_Text provided:_
Deportation of anyone in Norway is seen, at least through the media lens, as victimization. It’s an embarrassment for such an “open”, “advanced” and “tolerant” nation. It was easy to sympathize with Maria Amelie and root for a reversal of the decision. She became the face of the faceless refugees who come to Norway’s shores for a better life. But I wonder if she would have had as much support and publicity if she had been a refugee in Russia? I am quite certain the answer is no.

At times I get a real impression that we live in a fish bowl, where we only see our own reality. Always on the inside looking out. I hear so many complaints from expats, immigrants, refugees and even concerned natives living and working in ie. Sweden (and the EU), Norway, and the U.S. (countries with which I am very familiar) about the bureaucracy, long waits, laws and regulations limiting their ability to gain residency or citizenship in said countries. I don’t mean to belittle the frustrations felt in the pursuit of belonging, a basic human need and, I believe, right. I too have had to wait in line, fill in paperwork and come under scrutiny for years in order to gain a residency or a citizenship I felt should be my birthright.

_Data for the task:_

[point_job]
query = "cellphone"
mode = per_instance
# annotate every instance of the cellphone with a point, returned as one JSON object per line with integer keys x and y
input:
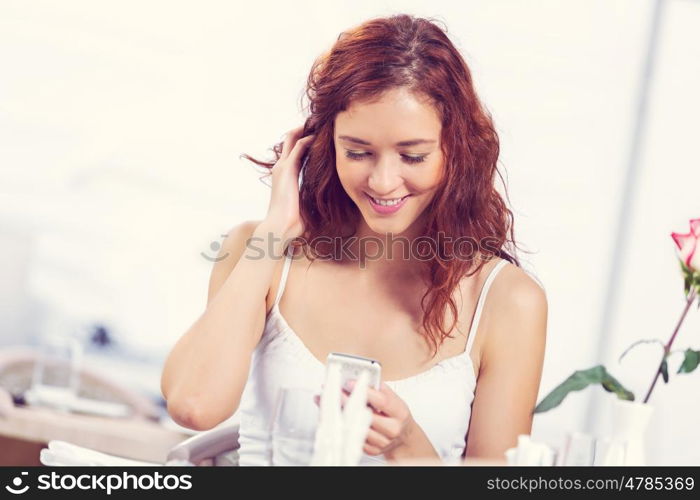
{"x": 351, "y": 366}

_Work to do:_
A. Answer these questions using the piece on deportation in Norway:
(i) Who does the writer say became the face of the faceless refugees who come to Norway's shores?
(ii) In which country does the writer doubt she would have received as much support and publicity as a refugee?
(iii) What does the writer call belonging?
B. Copy the cellphone point-labeling records that follow the deportation piece, character for character and line by line, leaving out the picture.

_Outputs:_
A.
(i) Maria Amelie
(ii) Russia
(iii) A basic human need and, the writer believes, a right

B.
[point_job]
query = "cellphone"
mode = per_instance
# annotate every instance of the cellphone with a point, returned as one JSON object per line with integer keys x and y
input:
{"x": 351, "y": 366}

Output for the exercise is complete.